STATED PROBLEM 1
Answer these questions on the article about the drawing pipeline:
(a) On what kind of canvas does the pipeline produce its drawings?
(b) What does the article call DrawnUI instead of a UI framework?
(c) What two kinds of recorded output are kept for fast re-draws in the drawing and caching stage?

SUPPLIED TEXT
......

Understanding the Drawing Pipeline

DrawnUI's drawing pipeline transforms your logical UI controls into pixel-perfect drawings on a Skia canvas. This article explains how the pipeline works, from initial layout calculations to final rendering.
DrawnUI is rather a rendering engine, not a UI-framework, and is not designed for an "unaware" usage.
In order to use it effectively, one needs to understand how it works in order to achive the best performance and results.
At the same time it's possible to create abstractional wrappers around performance-oriented controls, to automaticaly set caching types, layout options etc. that could be used without deep understanding of internals.

Overview

The DrawnUI drawing pipeline consists of several key stages:

Executing pre-draw actions - including gestures processing, animations, etc.
Measuring and arranging - measure and arrange self and children if layout was invalidated
Drawing and caching - painting and caching for future fast re-draws of recorded SKPicture or rasterized SKImage
Executing post-draw actions - like post-animations for overlays, etc.

Pipeline Flow

1. Executing Pre-Draw Actions

Before any drawing occurs, DrawnUI executes several pre-draw actions including gestures processing, animations, etc.

Invalidation Triggers

The pipeline begins when a control needs to be redrawn. This can happen due to:

Some controls property changed (color, size, text, etc.)

......

Excerpt from a dataset
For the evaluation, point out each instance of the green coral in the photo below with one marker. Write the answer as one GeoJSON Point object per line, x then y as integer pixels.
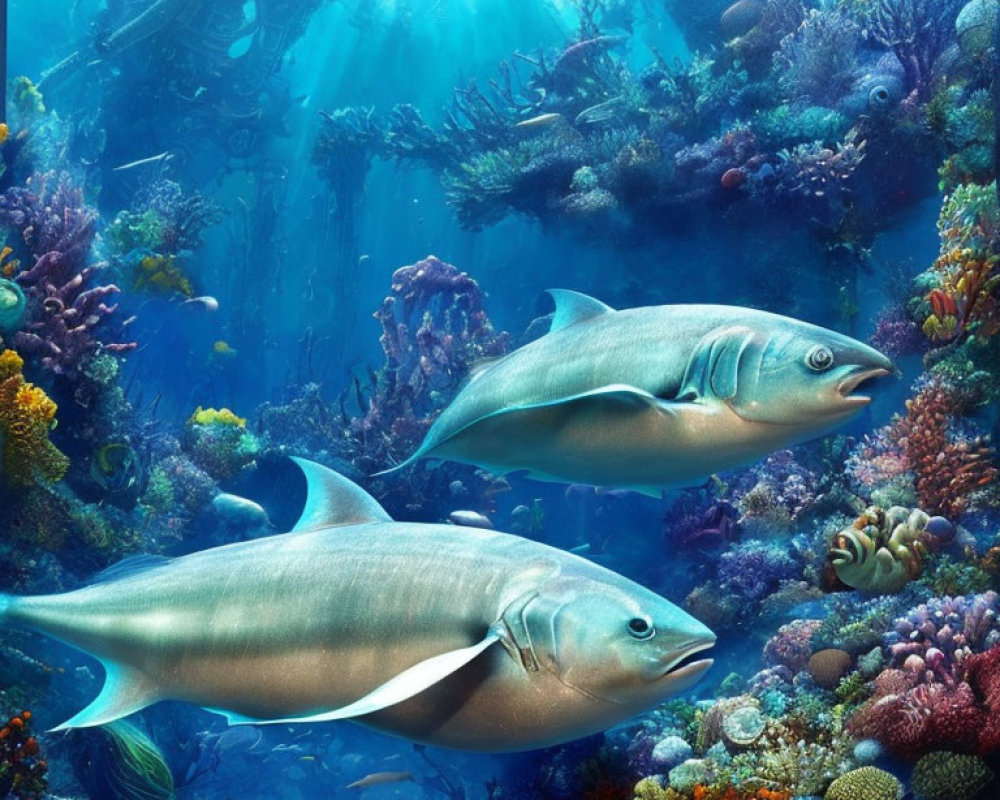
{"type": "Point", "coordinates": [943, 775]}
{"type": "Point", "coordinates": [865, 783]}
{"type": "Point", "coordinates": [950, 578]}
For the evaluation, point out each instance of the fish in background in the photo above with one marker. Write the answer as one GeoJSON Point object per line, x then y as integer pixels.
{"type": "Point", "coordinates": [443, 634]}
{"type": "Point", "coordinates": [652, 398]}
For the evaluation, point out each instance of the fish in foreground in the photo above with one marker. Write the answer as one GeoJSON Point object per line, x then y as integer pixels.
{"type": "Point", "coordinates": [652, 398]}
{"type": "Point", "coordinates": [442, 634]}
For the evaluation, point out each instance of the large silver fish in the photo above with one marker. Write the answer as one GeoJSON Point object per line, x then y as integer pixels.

......

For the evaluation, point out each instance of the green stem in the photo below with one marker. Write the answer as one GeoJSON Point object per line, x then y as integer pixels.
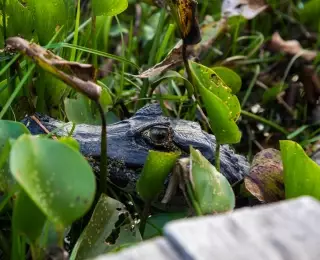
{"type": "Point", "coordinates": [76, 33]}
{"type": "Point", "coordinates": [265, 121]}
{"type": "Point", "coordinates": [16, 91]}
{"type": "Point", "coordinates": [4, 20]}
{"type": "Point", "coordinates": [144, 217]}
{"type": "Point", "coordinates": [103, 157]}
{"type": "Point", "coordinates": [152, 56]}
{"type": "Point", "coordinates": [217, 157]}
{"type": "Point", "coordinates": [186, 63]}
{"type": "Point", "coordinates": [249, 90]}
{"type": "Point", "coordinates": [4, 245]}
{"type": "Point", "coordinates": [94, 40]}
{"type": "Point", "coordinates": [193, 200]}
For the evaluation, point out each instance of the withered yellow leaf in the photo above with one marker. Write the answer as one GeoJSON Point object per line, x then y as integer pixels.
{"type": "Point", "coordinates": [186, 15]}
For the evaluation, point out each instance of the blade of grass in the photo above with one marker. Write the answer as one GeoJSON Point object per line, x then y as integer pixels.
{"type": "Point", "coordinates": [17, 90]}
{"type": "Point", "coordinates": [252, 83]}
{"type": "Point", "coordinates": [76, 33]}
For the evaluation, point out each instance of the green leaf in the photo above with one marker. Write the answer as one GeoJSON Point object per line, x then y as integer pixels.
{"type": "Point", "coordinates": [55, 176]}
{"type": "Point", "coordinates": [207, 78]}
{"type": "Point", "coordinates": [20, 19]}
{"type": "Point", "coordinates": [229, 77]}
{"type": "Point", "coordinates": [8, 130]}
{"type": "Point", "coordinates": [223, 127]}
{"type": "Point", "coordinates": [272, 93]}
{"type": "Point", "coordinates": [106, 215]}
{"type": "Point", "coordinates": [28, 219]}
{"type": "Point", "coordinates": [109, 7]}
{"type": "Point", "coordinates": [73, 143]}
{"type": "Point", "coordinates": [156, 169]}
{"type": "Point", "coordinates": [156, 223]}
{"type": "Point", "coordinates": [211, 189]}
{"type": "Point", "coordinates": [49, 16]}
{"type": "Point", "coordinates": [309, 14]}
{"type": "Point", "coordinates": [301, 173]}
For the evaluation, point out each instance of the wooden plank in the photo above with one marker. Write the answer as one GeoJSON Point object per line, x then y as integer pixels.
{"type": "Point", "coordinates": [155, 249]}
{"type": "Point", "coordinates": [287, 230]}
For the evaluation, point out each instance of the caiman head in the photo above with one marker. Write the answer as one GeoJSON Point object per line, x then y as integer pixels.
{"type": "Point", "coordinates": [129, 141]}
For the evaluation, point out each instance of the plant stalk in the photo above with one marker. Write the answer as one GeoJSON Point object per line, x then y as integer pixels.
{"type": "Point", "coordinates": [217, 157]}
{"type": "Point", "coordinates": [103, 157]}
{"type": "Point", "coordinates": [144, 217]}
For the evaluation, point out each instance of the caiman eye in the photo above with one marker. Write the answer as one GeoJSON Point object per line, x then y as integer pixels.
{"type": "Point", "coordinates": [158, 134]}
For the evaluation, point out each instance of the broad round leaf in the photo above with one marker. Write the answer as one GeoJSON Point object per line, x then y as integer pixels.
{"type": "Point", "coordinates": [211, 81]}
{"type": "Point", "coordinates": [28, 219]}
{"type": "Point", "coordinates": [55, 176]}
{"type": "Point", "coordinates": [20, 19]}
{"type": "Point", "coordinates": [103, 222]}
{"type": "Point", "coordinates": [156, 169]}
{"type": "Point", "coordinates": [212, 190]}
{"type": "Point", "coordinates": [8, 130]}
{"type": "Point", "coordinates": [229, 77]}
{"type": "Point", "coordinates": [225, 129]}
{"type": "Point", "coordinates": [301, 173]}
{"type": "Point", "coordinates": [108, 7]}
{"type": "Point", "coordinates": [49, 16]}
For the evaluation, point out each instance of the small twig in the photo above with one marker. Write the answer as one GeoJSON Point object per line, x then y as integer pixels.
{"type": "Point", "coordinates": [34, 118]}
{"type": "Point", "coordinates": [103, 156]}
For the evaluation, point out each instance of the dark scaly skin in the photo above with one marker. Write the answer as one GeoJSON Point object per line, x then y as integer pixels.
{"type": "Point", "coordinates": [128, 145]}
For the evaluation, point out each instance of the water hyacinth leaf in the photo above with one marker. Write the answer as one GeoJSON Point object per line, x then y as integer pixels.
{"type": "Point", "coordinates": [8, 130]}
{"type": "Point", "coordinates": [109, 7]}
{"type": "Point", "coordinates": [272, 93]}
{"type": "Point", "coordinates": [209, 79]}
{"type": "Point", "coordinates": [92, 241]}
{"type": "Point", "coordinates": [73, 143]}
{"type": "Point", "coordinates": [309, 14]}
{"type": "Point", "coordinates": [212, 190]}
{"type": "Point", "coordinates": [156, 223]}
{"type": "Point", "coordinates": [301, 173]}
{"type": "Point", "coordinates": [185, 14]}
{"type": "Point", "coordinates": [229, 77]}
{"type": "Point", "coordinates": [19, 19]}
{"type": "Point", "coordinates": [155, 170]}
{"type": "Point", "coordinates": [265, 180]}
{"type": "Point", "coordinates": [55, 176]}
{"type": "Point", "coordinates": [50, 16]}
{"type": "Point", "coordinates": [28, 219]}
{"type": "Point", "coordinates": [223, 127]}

......

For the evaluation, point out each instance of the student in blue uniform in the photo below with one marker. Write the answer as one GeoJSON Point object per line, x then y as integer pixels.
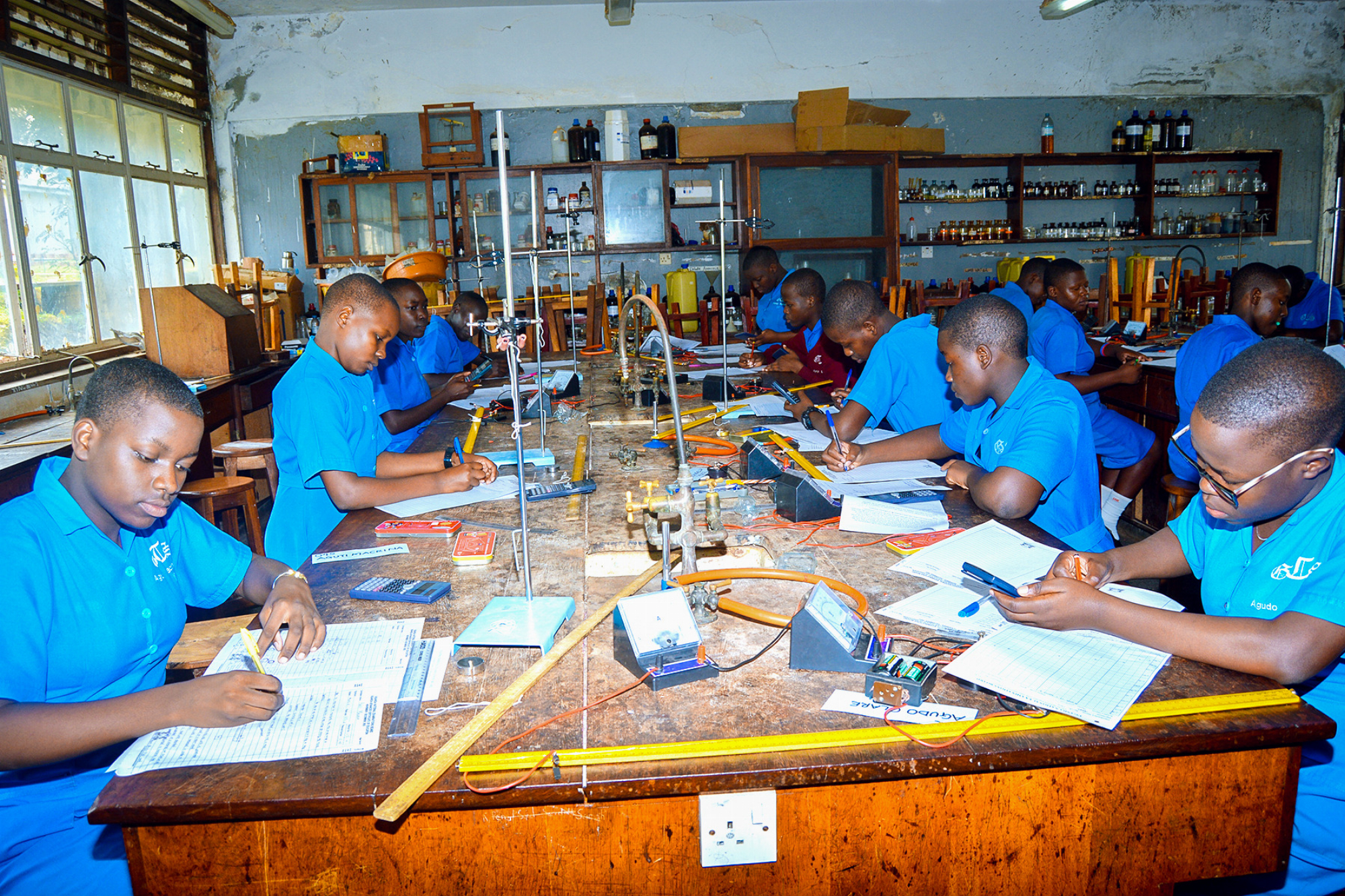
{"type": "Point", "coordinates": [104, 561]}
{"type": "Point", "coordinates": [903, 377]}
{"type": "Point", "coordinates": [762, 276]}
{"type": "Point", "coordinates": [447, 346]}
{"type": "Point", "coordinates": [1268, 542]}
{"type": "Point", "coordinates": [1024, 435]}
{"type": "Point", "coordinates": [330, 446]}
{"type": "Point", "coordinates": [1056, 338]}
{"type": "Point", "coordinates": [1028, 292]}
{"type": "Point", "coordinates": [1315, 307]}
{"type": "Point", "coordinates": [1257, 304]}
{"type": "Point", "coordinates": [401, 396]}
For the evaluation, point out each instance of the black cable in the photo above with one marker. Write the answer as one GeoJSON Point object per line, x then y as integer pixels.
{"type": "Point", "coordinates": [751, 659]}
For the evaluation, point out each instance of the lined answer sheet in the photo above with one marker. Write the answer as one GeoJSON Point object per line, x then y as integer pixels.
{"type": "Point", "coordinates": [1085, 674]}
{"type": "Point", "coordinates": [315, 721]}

......

STATED PROBLEM 2
In the entries, take the part that opens with the line containing "fish in foreground" and closes with the line containing "For the evaluation, point out each instance of the large", and swap every "fish" for "animal", leaving all else unchanged. Give only those lines.

RIGHT ANSWER 1
(a) A Skia canvas.
(b) A rendering engine.
(c) A recorded SKPicture or a rasterized SKImage.

RIGHT ANSWER 2
For the evaluation, point out each instance of the animal in foreground in the photo above with one marker. Write the answer as one GeoJSON Point object per line, x then y as integer pixels.
{"type": "Point", "coordinates": [652, 398]}
{"type": "Point", "coordinates": [442, 634]}
For the evaluation, point out each instance of the large silver animal in the photo above with one marker. Write the answer as one GeoJSON Point object per line, x then y as integer pixels.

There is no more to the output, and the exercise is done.